Stated goal:
Pull out every line of text in the data below and copy it word for word, leaving out the pictures.

Records for processing:
%%

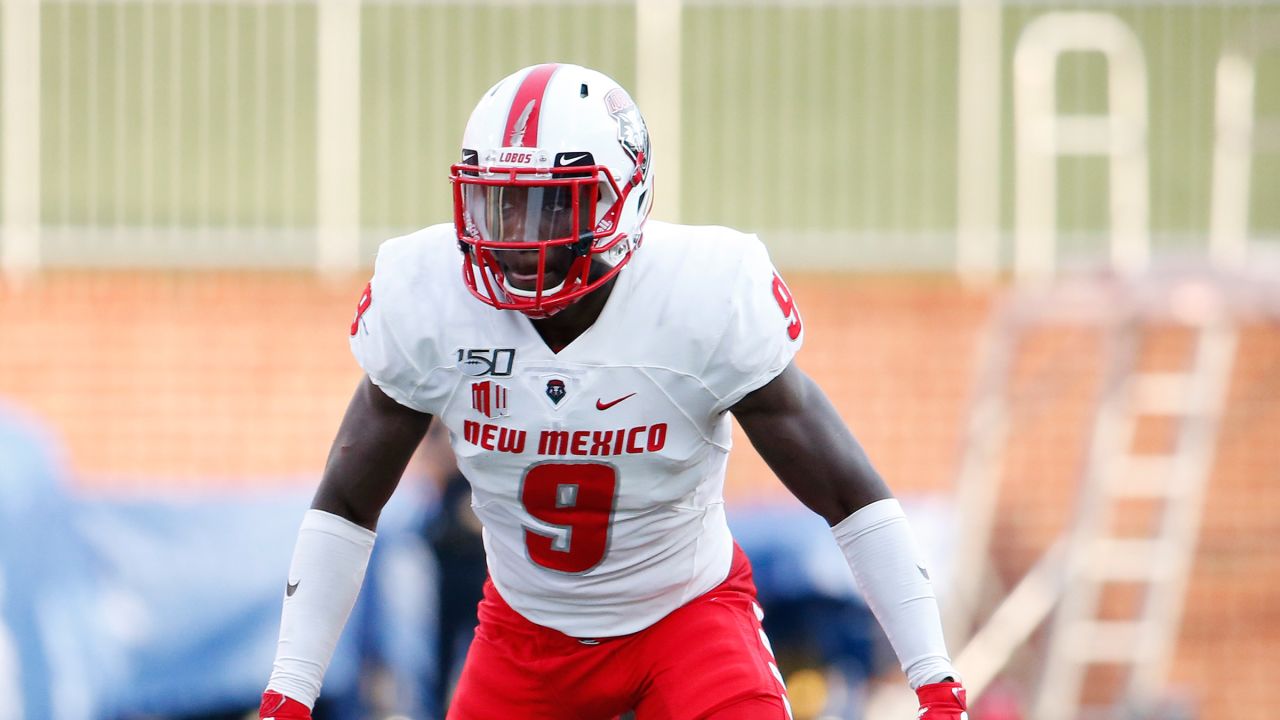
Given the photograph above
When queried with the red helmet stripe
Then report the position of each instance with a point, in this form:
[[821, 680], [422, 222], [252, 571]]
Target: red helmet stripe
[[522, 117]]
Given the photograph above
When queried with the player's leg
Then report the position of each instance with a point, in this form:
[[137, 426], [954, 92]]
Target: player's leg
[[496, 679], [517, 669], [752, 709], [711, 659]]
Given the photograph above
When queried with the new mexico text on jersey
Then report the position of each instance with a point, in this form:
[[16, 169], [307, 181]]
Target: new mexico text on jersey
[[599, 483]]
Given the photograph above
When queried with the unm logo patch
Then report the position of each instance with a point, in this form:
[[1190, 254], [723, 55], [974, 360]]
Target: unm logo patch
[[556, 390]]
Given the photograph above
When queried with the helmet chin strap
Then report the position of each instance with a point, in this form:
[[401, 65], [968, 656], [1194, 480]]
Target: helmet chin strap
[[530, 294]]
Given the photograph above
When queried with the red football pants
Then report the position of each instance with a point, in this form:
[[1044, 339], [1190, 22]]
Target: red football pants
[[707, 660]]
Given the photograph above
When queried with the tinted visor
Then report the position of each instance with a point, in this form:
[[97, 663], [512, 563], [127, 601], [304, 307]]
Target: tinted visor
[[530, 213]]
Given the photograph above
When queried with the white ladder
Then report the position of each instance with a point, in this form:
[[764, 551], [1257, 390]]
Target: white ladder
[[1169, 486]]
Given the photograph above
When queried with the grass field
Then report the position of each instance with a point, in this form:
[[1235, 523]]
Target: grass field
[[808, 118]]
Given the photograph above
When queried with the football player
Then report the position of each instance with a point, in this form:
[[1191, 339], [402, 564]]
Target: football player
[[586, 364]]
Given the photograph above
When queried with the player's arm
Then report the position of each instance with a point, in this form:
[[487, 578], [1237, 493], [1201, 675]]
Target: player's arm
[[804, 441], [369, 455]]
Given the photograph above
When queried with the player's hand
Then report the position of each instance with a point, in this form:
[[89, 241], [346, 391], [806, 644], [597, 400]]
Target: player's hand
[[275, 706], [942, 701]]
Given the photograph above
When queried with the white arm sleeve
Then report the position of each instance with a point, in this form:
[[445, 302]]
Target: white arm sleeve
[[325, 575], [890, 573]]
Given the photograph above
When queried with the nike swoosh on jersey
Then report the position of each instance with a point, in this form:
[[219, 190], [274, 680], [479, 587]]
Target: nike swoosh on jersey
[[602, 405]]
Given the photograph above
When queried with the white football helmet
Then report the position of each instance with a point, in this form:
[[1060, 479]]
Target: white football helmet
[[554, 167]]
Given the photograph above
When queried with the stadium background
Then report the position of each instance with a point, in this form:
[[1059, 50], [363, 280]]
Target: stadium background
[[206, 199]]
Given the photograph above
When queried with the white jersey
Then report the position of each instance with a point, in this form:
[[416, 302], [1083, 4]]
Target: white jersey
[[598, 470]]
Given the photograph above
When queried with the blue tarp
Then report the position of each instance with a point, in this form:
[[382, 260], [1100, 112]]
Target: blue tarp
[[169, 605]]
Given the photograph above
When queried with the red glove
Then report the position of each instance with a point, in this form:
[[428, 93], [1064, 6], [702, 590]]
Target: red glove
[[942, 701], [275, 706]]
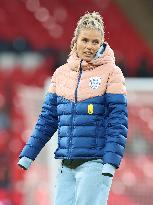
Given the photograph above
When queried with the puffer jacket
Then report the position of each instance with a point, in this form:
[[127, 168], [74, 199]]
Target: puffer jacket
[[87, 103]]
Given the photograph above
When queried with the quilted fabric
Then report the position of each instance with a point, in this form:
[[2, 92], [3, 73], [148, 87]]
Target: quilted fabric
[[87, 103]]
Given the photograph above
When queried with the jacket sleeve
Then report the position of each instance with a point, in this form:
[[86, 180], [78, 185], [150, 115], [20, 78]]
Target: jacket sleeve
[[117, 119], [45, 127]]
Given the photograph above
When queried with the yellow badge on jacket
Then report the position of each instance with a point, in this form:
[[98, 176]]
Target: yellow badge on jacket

%%

Response:
Given the photograph above
When queried with the red helmet stripe
Then report the position of each instance with a point, in this form:
[[821, 680], [422, 222], [252, 571]]
Target: red helmet stripe
[[522, 117]]
Given the photograph above
When queried with the player's leg
Then report the position of each instance with a point, in this form:
[[137, 426], [954, 92]]
Target: player's leg
[[496, 679], [517, 669], [752, 709], [711, 659]]
Given the photograph above
When queried with the new mexico text on jersey
Then report the position of each instance with a point, in this form:
[[16, 169], [307, 181]]
Target: new mexico text on jersey
[[599, 483]]
Given the photograph above
When queried with the unm logo patch
Then report the position of each instance with a point, in this form:
[[1190, 254], [723, 55], [974, 360]]
Target: unm logo patch
[[556, 390]]
Given the photograph above
When queried with the helmet chin strap
Then report the position of each instance with a point, in this form:
[[401, 65], [968, 656], [1194, 480]]
Target: helmet chin strap
[[530, 294]]
Given the photograph above
When queried with the red football pants
Then report the position of each instance with a point, in this form:
[[1044, 339], [1190, 22]]
Target: red football pants
[[707, 660]]
Given the photograph above
When queried with the tinted visor
Then report the position of each instance with a point, in this form:
[[97, 663], [512, 563], [127, 601], [304, 307]]
Target: tinted visor
[[530, 213]]
Given the photograph above
When queried with the white ladder
Then report the position of each instance with a point, in this form:
[[764, 551], [1257, 390]]
Target: white ladder
[[1169, 486]]
Given the photograph above
When queried with the grass field
Then report the position of each instance with a point, in this form:
[[1235, 523]]
Target: grass field
[[808, 118]]
Given the photograph above
When queried with the football player
Then report the position of each instance with a point, in this form:
[[1191, 339], [402, 564]]
Target: football player
[[586, 364]]
Given the photograph above
When queried with the player's arm
Then report the position of each instance with a point, in this form:
[[487, 578], [1237, 493], [1201, 675]]
Target: player's arm
[[804, 441], [369, 455]]
Given the photograph above
When queried with the player's hand
Then report the position of each instance with a point, in this form:
[[89, 241], [346, 391], [806, 644], [597, 400]]
Target: player's hand
[[275, 706], [942, 701]]
Given the photograph above
When queried with the white arm sleeve
Then report the position of each instance with a point, in this form:
[[445, 302]]
Target: white arm sleeve
[[325, 575], [890, 573]]
Given the photograph above
When queried with the nike swoosh on jersey
Then report the position of each instance with a point, in this form:
[[219, 190], [274, 680], [479, 587]]
Target: nike swoosh on jersey
[[602, 405]]
Given the photograph above
When queried with the white football helmet
Then report the position of each instance with a point, in this form:
[[1060, 479]]
Target: white football helmet
[[554, 167]]
Given the photograph above
When queried with the stadium background
Then report the position of each instance with a point, in this form:
[[1059, 50], [363, 280]]
Target: stadium background
[[206, 199]]
Given the photograph above
When queried with the white jersey
Then report the position of each instance with a point, in this form:
[[416, 302], [1083, 4]]
Target: white jersey
[[598, 470]]
Given the photograph above
When queried with the blue tarp
Then report the position of each instance with a point, in this form:
[[382, 260], [1100, 112]]
Target: blue tarp
[[169, 605]]
Given the photograph above
When queried with the red glove
Then report the position of each instance with a point, in this form:
[[428, 93], [1064, 6], [702, 590]]
Target: red glove
[[942, 701], [275, 706]]
Given the photograph above
When queried with the puffer jacket
Then report the position of each instance with a point, in this form:
[[127, 168], [74, 199]]
Target: puffer jacket
[[87, 103]]
Given the photograph above
When queried with the quilted fabric
Then report the position of each instance with a point, in this form:
[[2, 92], [3, 73], [148, 87]]
Target: quilted fabric
[[87, 103]]
Given the photograph above
When queried with the jacket sleeve
Then report the position of each instance with a point, in this form:
[[86, 180], [78, 185], [150, 115], [20, 78]]
Target: jacket sleeve
[[117, 119], [45, 127]]
Given the photograph above
When queried with the yellow badge on jacket
Then report the position of each instance with a point, in this form:
[[98, 176]]
Target: yellow badge on jacket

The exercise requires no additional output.